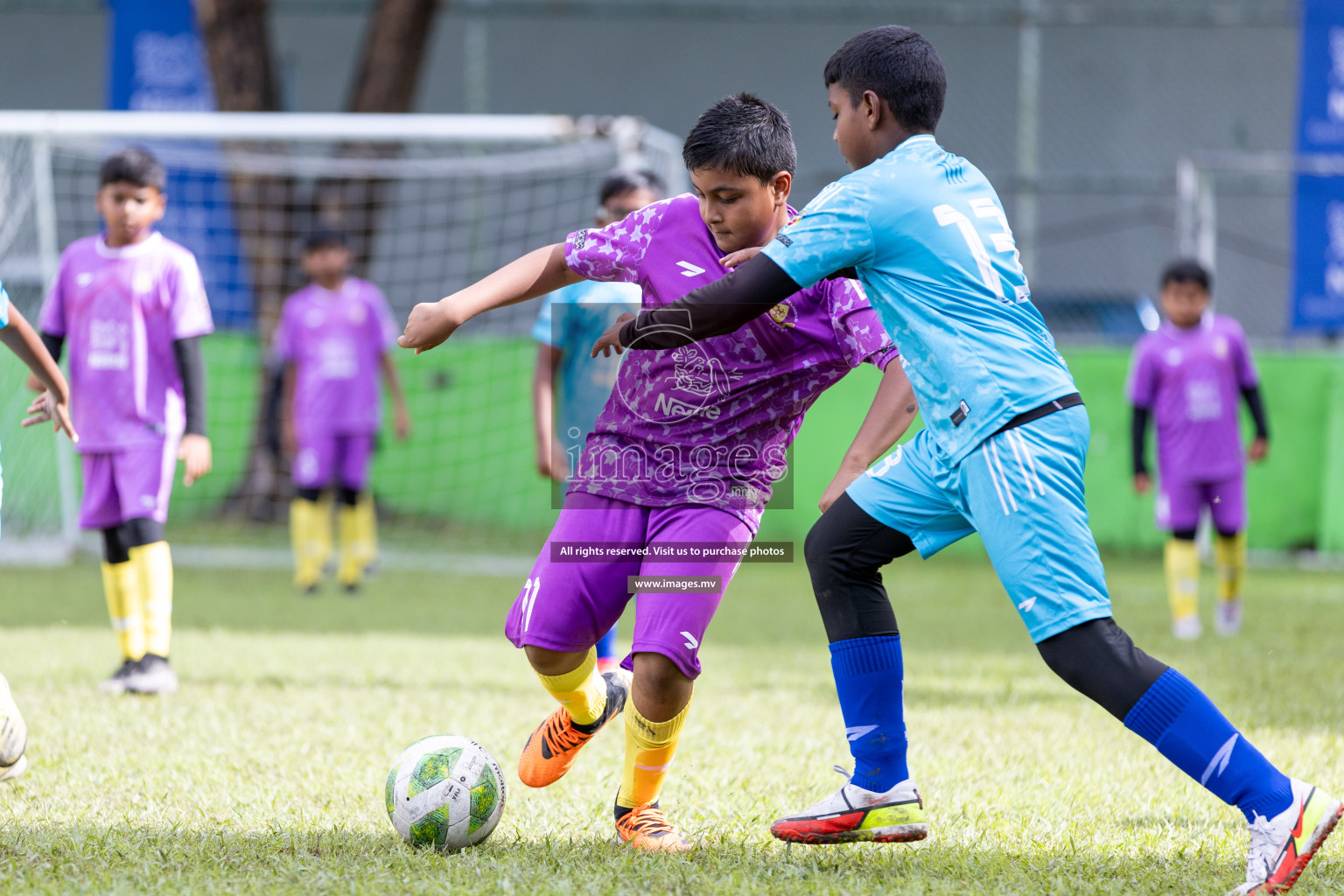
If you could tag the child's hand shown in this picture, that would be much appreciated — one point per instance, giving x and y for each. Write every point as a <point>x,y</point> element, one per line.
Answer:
<point>429,324</point>
<point>612,338</point>
<point>732,260</point>
<point>49,407</point>
<point>195,454</point>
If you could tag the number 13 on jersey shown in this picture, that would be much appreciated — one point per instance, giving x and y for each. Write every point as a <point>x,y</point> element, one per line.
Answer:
<point>988,213</point>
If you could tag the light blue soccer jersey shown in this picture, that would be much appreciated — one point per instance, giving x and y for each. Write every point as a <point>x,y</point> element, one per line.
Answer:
<point>571,320</point>
<point>930,242</point>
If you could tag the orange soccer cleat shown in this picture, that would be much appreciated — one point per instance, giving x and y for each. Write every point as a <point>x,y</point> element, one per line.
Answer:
<point>556,743</point>
<point>647,828</point>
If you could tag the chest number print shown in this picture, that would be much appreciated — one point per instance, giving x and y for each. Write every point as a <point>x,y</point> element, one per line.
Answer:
<point>984,208</point>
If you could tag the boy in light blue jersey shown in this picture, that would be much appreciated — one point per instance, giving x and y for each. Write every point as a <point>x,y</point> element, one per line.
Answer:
<point>1002,453</point>
<point>569,321</point>
<point>52,404</point>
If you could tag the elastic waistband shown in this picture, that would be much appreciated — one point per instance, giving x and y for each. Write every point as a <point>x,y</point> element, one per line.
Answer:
<point>1073,399</point>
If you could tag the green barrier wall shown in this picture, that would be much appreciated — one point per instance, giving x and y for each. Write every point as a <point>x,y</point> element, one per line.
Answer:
<point>471,457</point>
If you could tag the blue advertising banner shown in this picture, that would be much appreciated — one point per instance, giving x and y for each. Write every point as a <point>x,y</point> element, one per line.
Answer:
<point>1318,298</point>
<point>159,65</point>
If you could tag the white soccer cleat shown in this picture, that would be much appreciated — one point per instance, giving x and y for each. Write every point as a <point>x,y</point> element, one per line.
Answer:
<point>1187,627</point>
<point>14,735</point>
<point>1228,618</point>
<point>854,815</point>
<point>1283,845</point>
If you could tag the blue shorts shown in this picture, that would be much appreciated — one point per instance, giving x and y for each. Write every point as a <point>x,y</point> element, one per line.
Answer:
<point>1023,492</point>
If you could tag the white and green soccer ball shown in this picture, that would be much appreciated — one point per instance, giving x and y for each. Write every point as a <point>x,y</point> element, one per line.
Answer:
<point>445,792</point>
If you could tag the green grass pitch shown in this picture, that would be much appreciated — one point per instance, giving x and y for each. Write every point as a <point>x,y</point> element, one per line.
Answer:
<point>265,773</point>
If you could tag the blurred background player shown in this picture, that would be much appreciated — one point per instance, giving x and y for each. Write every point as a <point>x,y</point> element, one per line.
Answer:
<point>1187,374</point>
<point>570,321</point>
<point>333,339</point>
<point>55,404</point>
<point>133,308</point>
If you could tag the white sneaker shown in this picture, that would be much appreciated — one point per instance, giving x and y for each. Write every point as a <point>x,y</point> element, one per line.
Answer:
<point>858,815</point>
<point>1228,618</point>
<point>14,732</point>
<point>1283,845</point>
<point>152,675</point>
<point>1187,627</point>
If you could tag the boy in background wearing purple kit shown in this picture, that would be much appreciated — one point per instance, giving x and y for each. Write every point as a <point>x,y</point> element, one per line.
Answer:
<point>133,308</point>
<point>687,449</point>
<point>1188,375</point>
<point>333,339</point>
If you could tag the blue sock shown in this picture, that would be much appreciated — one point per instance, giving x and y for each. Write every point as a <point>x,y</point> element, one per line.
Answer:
<point>1186,727</point>
<point>606,647</point>
<point>870,682</point>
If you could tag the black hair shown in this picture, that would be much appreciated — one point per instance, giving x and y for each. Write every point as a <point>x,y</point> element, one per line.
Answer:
<point>898,65</point>
<point>622,182</point>
<point>744,135</point>
<point>132,165</point>
<point>324,240</point>
<point>1187,270</point>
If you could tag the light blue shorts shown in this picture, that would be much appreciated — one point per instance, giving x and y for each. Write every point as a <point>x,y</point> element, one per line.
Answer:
<point>1023,492</point>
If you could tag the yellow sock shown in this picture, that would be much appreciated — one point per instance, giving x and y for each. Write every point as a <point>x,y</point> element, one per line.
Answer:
<point>356,540</point>
<point>649,747</point>
<point>153,567</point>
<point>1183,578</point>
<point>122,586</point>
<point>581,690</point>
<point>1230,556</point>
<point>306,532</point>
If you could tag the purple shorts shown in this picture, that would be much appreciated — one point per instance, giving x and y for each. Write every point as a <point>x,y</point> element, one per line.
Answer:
<point>324,457</point>
<point>1179,504</point>
<point>570,606</point>
<point>128,485</point>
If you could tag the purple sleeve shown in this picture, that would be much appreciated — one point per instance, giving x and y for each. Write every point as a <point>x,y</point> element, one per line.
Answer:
<point>616,251</point>
<point>1141,388</point>
<point>857,326</point>
<point>188,308</point>
<point>52,316</point>
<point>388,328</point>
<point>1242,360</point>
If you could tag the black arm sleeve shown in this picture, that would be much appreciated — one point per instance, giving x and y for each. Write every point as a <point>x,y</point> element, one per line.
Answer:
<point>54,346</point>
<point>1138,436</point>
<point>1256,407</point>
<point>719,308</point>
<point>192,371</point>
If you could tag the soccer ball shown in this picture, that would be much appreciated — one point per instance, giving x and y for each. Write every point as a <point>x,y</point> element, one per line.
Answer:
<point>445,792</point>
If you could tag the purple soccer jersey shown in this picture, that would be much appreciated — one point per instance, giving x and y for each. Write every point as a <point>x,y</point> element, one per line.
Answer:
<point>336,340</point>
<point>710,424</point>
<point>1191,381</point>
<point>120,311</point>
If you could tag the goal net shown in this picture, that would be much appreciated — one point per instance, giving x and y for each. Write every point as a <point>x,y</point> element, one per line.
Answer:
<point>429,203</point>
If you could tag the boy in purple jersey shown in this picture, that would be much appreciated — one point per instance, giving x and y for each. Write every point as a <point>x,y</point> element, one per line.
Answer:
<point>133,308</point>
<point>1188,375</point>
<point>333,339</point>
<point>54,404</point>
<point>686,451</point>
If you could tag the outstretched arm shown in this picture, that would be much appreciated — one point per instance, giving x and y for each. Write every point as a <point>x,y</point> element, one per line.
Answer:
<point>542,270</point>
<point>54,403</point>
<point>889,416</point>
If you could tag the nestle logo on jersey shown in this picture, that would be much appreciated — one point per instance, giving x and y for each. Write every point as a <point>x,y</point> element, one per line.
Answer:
<point>674,407</point>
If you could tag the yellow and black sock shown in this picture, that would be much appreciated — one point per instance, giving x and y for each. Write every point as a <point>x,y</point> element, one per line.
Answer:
<point>153,569</point>
<point>1230,556</point>
<point>125,607</point>
<point>310,534</point>
<point>581,690</point>
<point>1183,578</point>
<point>649,747</point>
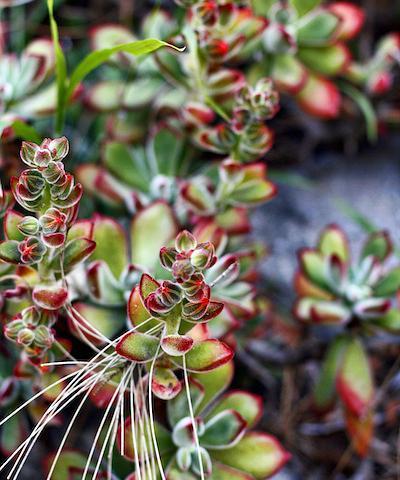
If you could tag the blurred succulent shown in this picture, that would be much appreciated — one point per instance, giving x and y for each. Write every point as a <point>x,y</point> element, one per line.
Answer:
<point>26,90</point>
<point>376,75</point>
<point>305,47</point>
<point>332,291</point>
<point>223,444</point>
<point>356,300</point>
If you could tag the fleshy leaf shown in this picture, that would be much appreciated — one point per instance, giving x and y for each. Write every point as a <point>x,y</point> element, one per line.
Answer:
<point>258,454</point>
<point>325,388</point>
<point>49,297</point>
<point>111,244</point>
<point>165,384</point>
<point>213,382</point>
<point>354,381</point>
<point>318,28</point>
<point>77,251</point>
<point>223,430</point>
<point>10,222</point>
<point>178,408</point>
<point>9,251</point>
<point>176,345</point>
<point>320,97</point>
<point>138,347</point>
<point>145,245</point>
<point>379,245</point>
<point>389,284</point>
<point>333,241</point>
<point>107,321</point>
<point>207,355</point>
<point>331,60</point>
<point>247,405</point>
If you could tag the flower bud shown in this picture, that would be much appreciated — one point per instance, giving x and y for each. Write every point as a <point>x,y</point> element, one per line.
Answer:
<point>42,157</point>
<point>168,257</point>
<point>185,241</point>
<point>29,225</point>
<point>184,458</point>
<point>12,329</point>
<point>278,40</point>
<point>182,269</point>
<point>34,183</point>
<point>203,256</point>
<point>54,172</point>
<point>25,337</point>
<point>53,221</point>
<point>44,337</point>
<point>31,250</point>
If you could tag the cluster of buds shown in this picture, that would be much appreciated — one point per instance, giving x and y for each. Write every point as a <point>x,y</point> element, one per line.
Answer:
<point>224,29</point>
<point>187,262</point>
<point>377,73</point>
<point>36,248</point>
<point>307,56</point>
<point>238,186</point>
<point>255,104</point>
<point>163,314</point>
<point>246,138</point>
<point>46,190</point>
<point>45,184</point>
<point>31,329</point>
<point>332,291</point>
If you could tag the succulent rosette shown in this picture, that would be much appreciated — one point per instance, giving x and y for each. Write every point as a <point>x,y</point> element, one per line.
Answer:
<point>306,48</point>
<point>356,300</point>
<point>224,444</point>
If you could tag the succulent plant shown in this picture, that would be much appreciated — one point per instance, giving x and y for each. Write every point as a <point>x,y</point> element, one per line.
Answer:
<point>355,300</point>
<point>25,85</point>
<point>224,444</point>
<point>42,247</point>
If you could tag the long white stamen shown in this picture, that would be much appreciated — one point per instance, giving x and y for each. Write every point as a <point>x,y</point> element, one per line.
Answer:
<point>133,429</point>
<point>72,421</point>
<point>51,412</point>
<point>153,432</point>
<point>121,388</point>
<point>99,430</point>
<point>196,437</point>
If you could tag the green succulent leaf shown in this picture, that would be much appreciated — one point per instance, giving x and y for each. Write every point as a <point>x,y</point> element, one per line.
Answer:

• • • • •

AIM OF THE TASK: Within the listing above, the lines starting at the one containing "If you could tag the nestle" and ending at the one containing "If you could tag the fleshy" are to be returned exactly. Omit the pictures.

EXERCISE OUTPUT:
If you could tag the nestle logo on jersey shown in this picture, that would be much appreciated — one point per instance, giving x and y for each. Write every point as a <point>x,y</point> element, one per line.
Answer:
<point>674,407</point>
If you could tag the yellow and black sock shown in this picture, that would be much appreciated — one point per instance, giving x and y for each. Write every point as a <point>x,y</point> element, one per line.
Answer:
<point>153,569</point>
<point>1230,556</point>
<point>125,607</point>
<point>310,534</point>
<point>581,690</point>
<point>1183,578</point>
<point>649,747</point>
If you could tag the blurred succulent shown in this picture, that would be much appreciated — one point per instance, giving x and y for each. Write every point as a <point>x,y</point> element, one per line.
Answer:
<point>26,90</point>
<point>376,75</point>
<point>305,47</point>
<point>332,291</point>
<point>223,444</point>
<point>356,300</point>
If you could tag the fleshy leaf shown in this picture, that would be much appreciated — one point per instance, giving x and y for each. Write every point as a <point>x,y</point> element, one per line.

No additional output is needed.